Text shown:
○ ○ ○
This was originally published on the Greens of Colour website and reprinted with the permission of author Faty Kane.
There’s a petition on the parliamentary petition site that raises the issue of black women’s maternal mortality during and after pregnancy, and it’s an unstoppable force. When I sat down to write this blog, it had 181,772 signatures; half an hour later, there were 150 more. To achieve a debate in parliament, the petition needed 100,000 signatures; it reached that in mid-June. By the time it closes, in September 2020, it may have three or four times that number (or half a million – get signing…).
What is the issue, and why has it taken off so massively? The petition drafted by Atinuke Awe cites a November 2019 research study which found that black women in the UK are five times more likely than white women to die during and after pregnancy. With commendable restraint, it calls for ‘urgent action…to address this disparity’.
Awe is not alone in her activism. Since shortly after the research study was published, young black women have driven the response to this shocking statistic. Already by December 2019 the hashtag #fivexmore and its campaign website were proving stunningly effective, publishing stories from women of colour and encouraging people to take selfies with the hand ‘stop’ sign (the campaign has also given clear and succinct advice to pregnant women of colour). Huge numbers of people, among them black trainee midwives like Alicia Burnett and Chelsea Beckford-Procyk, healthcare professionals, and ordinary citizens who think Black Lives Matter, have responded. They continue to respond (see this recent interview by the Patient Safety Learning Hub with Tinuke, one of the co-founders of the campaign).
But the finding that black women are five times more likely than white women to die during and after pregnancy is not new news. I went back to the report cited in the petition, Saving Lives, Improving Mothers’ Care, by MBRRACE-UK, an investigative unit based in the National Perinatal Epidemiology Unit at the University of Oxford. Their 2019 report analysed maternal mortality data from 2015 to 2017, but a year earlier, in November 2018, they’d published a report on data from 2014 to 2016 that said, ‘It is striking that there are areas where we seem to be making little impact [emphasis added]. Research is urgently needed to understand why black women are five times more likely to die, and Asian women twice as likely to die, compared to white women’. It’s clear from the language that the medical establishment has known about this for some time.
Maternal mortality is relatively rare in the UK. In the years 2015 to 2017, 2,280,451 women gave birth; of them, 209 died from causes directly and indirectly related to their pregnancy – but proportionately more black, mixed race and Asian women died than their white counterparts.
○ ○ ○
Supplied data:
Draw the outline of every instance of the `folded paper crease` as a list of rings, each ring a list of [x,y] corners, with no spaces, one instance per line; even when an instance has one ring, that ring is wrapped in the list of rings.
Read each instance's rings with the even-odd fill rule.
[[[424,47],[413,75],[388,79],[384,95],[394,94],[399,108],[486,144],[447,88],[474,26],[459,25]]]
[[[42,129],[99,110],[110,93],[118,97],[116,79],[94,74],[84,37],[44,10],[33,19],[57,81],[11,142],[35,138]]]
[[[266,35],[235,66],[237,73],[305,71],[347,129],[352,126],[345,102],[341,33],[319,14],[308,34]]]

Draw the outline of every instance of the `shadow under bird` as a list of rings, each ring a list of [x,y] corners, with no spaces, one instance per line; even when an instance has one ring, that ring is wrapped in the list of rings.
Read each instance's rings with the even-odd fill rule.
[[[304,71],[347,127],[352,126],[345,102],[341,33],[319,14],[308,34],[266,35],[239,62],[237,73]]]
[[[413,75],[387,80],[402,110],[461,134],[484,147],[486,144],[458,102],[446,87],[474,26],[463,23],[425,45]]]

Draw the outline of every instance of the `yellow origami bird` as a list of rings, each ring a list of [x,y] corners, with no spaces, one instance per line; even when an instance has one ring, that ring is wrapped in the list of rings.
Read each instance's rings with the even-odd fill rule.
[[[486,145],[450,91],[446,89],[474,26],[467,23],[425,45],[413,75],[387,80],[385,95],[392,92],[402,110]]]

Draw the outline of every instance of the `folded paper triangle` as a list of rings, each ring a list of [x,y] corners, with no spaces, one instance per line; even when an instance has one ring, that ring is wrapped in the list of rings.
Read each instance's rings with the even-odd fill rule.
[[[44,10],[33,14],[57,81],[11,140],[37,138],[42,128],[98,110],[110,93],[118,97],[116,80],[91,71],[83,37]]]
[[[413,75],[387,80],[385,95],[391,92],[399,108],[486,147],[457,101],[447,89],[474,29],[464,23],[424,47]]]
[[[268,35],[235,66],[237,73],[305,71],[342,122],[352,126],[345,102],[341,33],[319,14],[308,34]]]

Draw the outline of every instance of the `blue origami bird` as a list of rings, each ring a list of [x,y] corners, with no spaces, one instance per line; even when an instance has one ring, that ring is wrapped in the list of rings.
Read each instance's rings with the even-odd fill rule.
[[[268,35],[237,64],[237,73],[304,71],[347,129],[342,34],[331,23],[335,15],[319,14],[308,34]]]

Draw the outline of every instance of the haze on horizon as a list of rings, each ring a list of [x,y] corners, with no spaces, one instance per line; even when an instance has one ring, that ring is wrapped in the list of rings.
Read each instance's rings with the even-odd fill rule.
○ ○ ○
What you will do:
1. Answer these from the piece on black women's maternal mortality:
(a) How many signatures did the petition need to get a debate in parliament?
(b) Who drafted the petition?
(c) According to the piece, how many women gave birth in the UK in the years 2015 to 2017?
2. Write the next part of the piece on black women's maternal mortality, continuing on from its final sentence.
The entries have no connection to the piece on black women's maternal mortality.

Task responses:
1.
(a) 100,000
(b) Atinuke Awe
(c) 2,280,451

2.
Activism has focused particularly on the issue of black women, but all women of colour are affected. MMBRACE-UK’s findings show that women of mixed ethnic origin are three times more likely than white women to die during and after pregnancy; women of Asian origin twice as likely. The useful infographic shows 7 white women dying from every 100,000 pregnant women, 9 of Chinese or other origin, 13 women of Asian origin, 23 women of mixed ethnic origin, and 38 black women.
A case study in the report tells the story of a young African woman who gave birth normally ‘and was discharged on day 1… The following day she was readmitted via the emergency department with breathlessness while lying down, palpitations and dizziness which was attributed to her aneaemia’. She was given a transfusion and discharged, and died later that night.
The autopsy found that she had rheumatic heart disease that had not been diagnosed, or even considered as the cause of her breathlessness; the report says she was discharged by a junior doctor and ‘no senior review took place before discharge’.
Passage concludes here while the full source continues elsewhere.